Repaso a la historia:
De: Eduardo Galeano
-Agua bendita
Un mapa, publicado en París en 1761, reveló el origen del horror africano. Las bestias salvajes acudían en tropel a beber agua en los raros manantiales del desierto. Los animales más diversos disputaban el agua escasa. Excitados por el calor y por la sed, se montaban entre sí, cualquiera con cualquiera sin mirar a quién, y el cruzamiento de especies muy diferentes generaba los monstruos más espantosos del mundo.
Gracias a los traficantes, los esclavos tenían la suerte de salvarse de ese infierno. El bautismo les abría las puertas del Paraíso.
El Vaticano lo había previsto. En 1454, el papa Nicolás V había autorizado al rey de Portugal a practicar la esclavitud siempre y cuando evangelizara a los negros. Y un par de años después, otra bula, del papa Calixto III, había establecido que la captura del África era una Cruzada de la Cristiandad.
Por entonces, la mayor parte de esas costas estaba, todavía, prohibida por el miedo: las aguas hervían, en la mar acechaban serpientes que asaltaban los barcos y los marineros blancos se volvían negros apenas desembarcaban en tierra africana.
Pero durante los siglos siguientes, todas o casi todas las coronas europeas instalaron fortines y factorías a lo largo de esas costas de mala fama. Desde allí, manejaban el comercio más lucrativo de todos; y por cumplir con la voluntad divina, rociaban con agua bendita a los esclavos.
En los contratos y en los libros de contabilidad, los esclavos eran llamados piezas o mercancías, aunque el bautismo metía almas en esos cuerpos vacíos.
-Europa caníbal
Los esclavos subían temblando a los barcos. Creían que iban a ser comidos. Tan equivocados no estaban. Al fin y al cabo, el tráfico negrero fue la boca que devoró al África.
Ya desde antes los reyes africanos tenían esclavos y peleaban entre sí, pero la captura y venta de gente se convirtió en el centro de la economía, y de todo lo demás, sólo a partir del momento en que los reyes europeos descubrieron el negocio. A partir de entonces, la sangría de jóvenes vació el África negra y selló su destino.
Malí es ahora uno de los países más pobres del mundo. En el siglo dieciséis, era un reino opulento y culto. La universidad de Tombuctú tenía veinticinco mil estudiantes. Cuando el sultán de Marruecos invadió Malí, no encontró el oro que buscaba, porque poco oro amarillo quedaba, pero vendió el oro negro a los traficantes europeos, y así ganó mucho más: sus prisioneros de guerra, entre los cuales había médicos, juristas, escritores, músicos y escultores, fueron esclavizados y marcharon rumbo a las plantaciones de América.

============================================================

LO QUE SE PIDE
Transcribe sin cambios el pasaje del texto sobre la trata de esclavos que comienza con las palabras "Ya desde antes" y termina con "selló su destino.". Las líneas no intervienen en esta tarea.

============================================================

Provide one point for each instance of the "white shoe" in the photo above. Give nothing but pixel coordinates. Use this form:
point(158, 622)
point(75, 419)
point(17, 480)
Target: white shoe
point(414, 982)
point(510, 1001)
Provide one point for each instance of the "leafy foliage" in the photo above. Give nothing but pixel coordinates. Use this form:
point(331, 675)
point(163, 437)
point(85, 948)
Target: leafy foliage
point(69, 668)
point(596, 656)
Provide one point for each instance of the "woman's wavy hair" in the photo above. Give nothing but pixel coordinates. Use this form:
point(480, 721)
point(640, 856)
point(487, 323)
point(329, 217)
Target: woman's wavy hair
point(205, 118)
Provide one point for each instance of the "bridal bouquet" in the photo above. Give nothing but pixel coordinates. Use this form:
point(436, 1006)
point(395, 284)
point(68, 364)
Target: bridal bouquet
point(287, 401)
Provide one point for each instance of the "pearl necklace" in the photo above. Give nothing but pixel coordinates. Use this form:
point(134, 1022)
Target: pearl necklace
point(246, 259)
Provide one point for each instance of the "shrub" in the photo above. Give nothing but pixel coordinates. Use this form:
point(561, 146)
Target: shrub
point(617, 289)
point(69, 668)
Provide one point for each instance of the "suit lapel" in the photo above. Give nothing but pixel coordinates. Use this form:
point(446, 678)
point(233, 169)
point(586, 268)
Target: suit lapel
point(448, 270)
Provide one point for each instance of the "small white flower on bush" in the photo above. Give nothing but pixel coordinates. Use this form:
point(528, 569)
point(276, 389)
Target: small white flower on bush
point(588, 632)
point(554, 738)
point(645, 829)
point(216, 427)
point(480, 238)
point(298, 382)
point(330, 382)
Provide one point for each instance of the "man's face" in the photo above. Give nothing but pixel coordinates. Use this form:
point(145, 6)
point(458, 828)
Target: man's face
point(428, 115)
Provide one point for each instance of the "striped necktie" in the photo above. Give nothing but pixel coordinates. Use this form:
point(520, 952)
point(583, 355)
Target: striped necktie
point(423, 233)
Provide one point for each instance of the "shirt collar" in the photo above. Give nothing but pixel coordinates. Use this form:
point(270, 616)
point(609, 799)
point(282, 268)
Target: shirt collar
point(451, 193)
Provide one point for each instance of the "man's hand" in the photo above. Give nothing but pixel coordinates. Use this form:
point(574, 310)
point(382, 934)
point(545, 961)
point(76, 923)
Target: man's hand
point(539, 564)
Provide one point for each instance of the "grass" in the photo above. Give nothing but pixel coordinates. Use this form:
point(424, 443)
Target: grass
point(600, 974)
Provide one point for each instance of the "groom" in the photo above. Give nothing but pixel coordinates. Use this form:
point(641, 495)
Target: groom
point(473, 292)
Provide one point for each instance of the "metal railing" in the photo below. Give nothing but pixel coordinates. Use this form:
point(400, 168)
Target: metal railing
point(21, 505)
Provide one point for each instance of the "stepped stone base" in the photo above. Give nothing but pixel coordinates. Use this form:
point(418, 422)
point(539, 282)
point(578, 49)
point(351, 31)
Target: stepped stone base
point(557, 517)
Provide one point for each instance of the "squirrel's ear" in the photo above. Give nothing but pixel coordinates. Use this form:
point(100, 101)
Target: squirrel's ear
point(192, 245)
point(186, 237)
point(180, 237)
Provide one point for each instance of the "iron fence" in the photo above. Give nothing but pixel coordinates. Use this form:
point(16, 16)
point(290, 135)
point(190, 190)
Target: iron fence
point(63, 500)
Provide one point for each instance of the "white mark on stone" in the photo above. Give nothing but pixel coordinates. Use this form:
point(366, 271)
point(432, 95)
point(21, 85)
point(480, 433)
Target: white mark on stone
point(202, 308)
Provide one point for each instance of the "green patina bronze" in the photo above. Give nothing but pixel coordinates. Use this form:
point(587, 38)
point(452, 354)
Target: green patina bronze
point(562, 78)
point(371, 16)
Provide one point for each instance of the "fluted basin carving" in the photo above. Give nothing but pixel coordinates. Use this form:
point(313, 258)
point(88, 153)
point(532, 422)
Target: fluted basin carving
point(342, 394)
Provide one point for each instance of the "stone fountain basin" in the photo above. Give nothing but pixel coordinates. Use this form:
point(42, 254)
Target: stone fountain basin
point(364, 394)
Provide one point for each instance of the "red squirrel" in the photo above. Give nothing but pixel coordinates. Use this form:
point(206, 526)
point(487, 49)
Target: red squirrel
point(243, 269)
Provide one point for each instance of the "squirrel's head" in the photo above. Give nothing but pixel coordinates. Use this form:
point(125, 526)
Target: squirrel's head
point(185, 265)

============================================================

RESULTADO
Ya desde antes los reyes africanos tenían esclavos y peleaban entre sí, pero la captura y venta de gente se convirtió en el centro de la economía, y de todo lo demás, sólo a partir del momento en que los reyes europeos descubrieron el negocio. A partir de entonces, la sangría de jóvenes vació el África negra y selló su destino.